- [Request] Copy the following lines over unchanged, covering every record.

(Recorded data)

— begin —

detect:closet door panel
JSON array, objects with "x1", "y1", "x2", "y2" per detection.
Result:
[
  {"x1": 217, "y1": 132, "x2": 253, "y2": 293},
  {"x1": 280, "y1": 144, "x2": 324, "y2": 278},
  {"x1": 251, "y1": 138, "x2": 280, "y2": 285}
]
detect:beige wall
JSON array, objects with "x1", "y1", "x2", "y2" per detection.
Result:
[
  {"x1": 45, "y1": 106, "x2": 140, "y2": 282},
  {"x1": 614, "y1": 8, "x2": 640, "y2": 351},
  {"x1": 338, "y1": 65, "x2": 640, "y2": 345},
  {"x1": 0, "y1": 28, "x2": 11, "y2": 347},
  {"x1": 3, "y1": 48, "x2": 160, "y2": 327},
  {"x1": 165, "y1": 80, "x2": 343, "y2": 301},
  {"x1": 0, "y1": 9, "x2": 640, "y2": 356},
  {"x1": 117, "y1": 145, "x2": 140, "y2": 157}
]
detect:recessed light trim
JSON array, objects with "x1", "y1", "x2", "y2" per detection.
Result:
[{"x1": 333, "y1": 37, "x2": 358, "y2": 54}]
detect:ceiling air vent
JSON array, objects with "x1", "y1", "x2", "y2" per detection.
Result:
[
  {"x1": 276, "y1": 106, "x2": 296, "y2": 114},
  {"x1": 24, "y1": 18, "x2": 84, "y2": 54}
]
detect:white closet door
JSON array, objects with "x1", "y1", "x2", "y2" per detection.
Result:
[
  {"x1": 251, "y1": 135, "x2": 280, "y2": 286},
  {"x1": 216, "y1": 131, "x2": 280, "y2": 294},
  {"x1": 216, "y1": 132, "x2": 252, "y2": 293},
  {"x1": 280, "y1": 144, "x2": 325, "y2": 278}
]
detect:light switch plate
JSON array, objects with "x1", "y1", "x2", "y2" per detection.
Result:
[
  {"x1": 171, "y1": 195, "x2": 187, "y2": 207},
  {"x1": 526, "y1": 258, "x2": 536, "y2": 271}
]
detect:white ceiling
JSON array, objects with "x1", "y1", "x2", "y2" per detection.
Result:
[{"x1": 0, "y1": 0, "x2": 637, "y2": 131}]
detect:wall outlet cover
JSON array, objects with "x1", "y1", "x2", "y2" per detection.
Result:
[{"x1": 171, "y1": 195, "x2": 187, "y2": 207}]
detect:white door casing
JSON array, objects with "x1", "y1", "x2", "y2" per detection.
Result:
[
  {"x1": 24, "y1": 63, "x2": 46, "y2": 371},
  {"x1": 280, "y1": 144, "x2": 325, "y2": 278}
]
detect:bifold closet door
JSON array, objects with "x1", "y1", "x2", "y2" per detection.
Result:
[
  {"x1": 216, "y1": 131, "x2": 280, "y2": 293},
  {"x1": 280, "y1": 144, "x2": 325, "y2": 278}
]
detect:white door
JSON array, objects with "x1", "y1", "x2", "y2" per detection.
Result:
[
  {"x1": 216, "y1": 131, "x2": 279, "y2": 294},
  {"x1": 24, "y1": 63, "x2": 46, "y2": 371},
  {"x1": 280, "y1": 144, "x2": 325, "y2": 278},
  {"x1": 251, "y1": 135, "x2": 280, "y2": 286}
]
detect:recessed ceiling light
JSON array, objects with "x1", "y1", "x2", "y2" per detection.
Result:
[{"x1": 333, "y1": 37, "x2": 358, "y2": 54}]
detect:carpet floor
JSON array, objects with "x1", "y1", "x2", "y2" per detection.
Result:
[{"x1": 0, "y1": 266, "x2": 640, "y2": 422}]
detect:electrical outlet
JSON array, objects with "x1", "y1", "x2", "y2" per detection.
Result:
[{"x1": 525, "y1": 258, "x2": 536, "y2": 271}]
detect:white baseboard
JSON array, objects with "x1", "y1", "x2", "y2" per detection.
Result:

— end —

- [Task answer]
detect:closet door panel
JSON array, objects with "x1", "y1", "x2", "y2" per detection.
Result:
[
  {"x1": 217, "y1": 132, "x2": 253, "y2": 293},
  {"x1": 280, "y1": 144, "x2": 324, "y2": 278},
  {"x1": 251, "y1": 138, "x2": 280, "y2": 285}
]
detect:beige wall
JSON array, objects with "x1", "y1", "x2", "y2" per detection.
Result:
[
  {"x1": 45, "y1": 106, "x2": 140, "y2": 282},
  {"x1": 614, "y1": 8, "x2": 640, "y2": 351},
  {"x1": 338, "y1": 65, "x2": 640, "y2": 345},
  {"x1": 0, "y1": 28, "x2": 11, "y2": 347},
  {"x1": 3, "y1": 48, "x2": 160, "y2": 327},
  {"x1": 165, "y1": 80, "x2": 343, "y2": 301},
  {"x1": 0, "y1": 9, "x2": 640, "y2": 356},
  {"x1": 117, "y1": 145, "x2": 140, "y2": 157}
]
detect:recessed light trim
JSON array, objects with "x1", "y1", "x2", "y2" per detection.
Result:
[{"x1": 333, "y1": 37, "x2": 358, "y2": 54}]
detect:ceiling air vent
JSON array, objects with "x1", "y1", "x2", "y2" per detection.
Result:
[
  {"x1": 276, "y1": 106, "x2": 296, "y2": 114},
  {"x1": 24, "y1": 18, "x2": 84, "y2": 54}
]
detect:white closet door
JSON array, objects with "x1", "y1", "x2", "y2" per detection.
Result:
[
  {"x1": 251, "y1": 135, "x2": 280, "y2": 286},
  {"x1": 216, "y1": 131, "x2": 280, "y2": 294},
  {"x1": 216, "y1": 132, "x2": 252, "y2": 293},
  {"x1": 280, "y1": 144, "x2": 325, "y2": 278}
]
detect:light switch plate
JSON array, objects with "x1", "y1", "x2", "y2" per detection.
Result:
[
  {"x1": 171, "y1": 195, "x2": 187, "y2": 207},
  {"x1": 526, "y1": 258, "x2": 536, "y2": 271}
]
detect:white ceiling
JSON array, objects with "x1", "y1", "x2", "y2" per detection.
Result:
[{"x1": 0, "y1": 0, "x2": 637, "y2": 131}]
detect:wall outlet cover
JSON array, objects with "x1", "y1", "x2", "y2" per detection.
Result:
[{"x1": 171, "y1": 195, "x2": 187, "y2": 207}]
detect:white door casing
JSON array, objects with "x1", "y1", "x2", "y2" per detection.
Result:
[
  {"x1": 24, "y1": 63, "x2": 46, "y2": 371},
  {"x1": 280, "y1": 144, "x2": 325, "y2": 278}
]
detect:bifold closet door
JSON array, objects with "x1", "y1", "x2", "y2" per detection.
Result:
[
  {"x1": 216, "y1": 131, "x2": 280, "y2": 293},
  {"x1": 280, "y1": 144, "x2": 325, "y2": 278}
]
detect:white door
JSON array, objects with "x1", "y1", "x2", "y2" per detection.
Result:
[
  {"x1": 216, "y1": 131, "x2": 279, "y2": 294},
  {"x1": 24, "y1": 63, "x2": 46, "y2": 371},
  {"x1": 280, "y1": 144, "x2": 325, "y2": 278},
  {"x1": 251, "y1": 135, "x2": 280, "y2": 286}
]
detect:recessed ceiling light
JSON array, objects with "x1", "y1", "x2", "y2" per detection.
Result:
[{"x1": 333, "y1": 37, "x2": 358, "y2": 54}]
detect:carpet floor
JSON array, objects with "x1", "y1", "x2", "y2" per detection.
Result:
[{"x1": 0, "y1": 266, "x2": 640, "y2": 422}]
detect:electrical outlet
JSON array, objects with "x1", "y1", "x2", "y2" per detection.
Result:
[{"x1": 525, "y1": 258, "x2": 536, "y2": 271}]
detect:white baseboard
JSON array, objects with "x1", "y1", "x2", "y2" per detection.
Result:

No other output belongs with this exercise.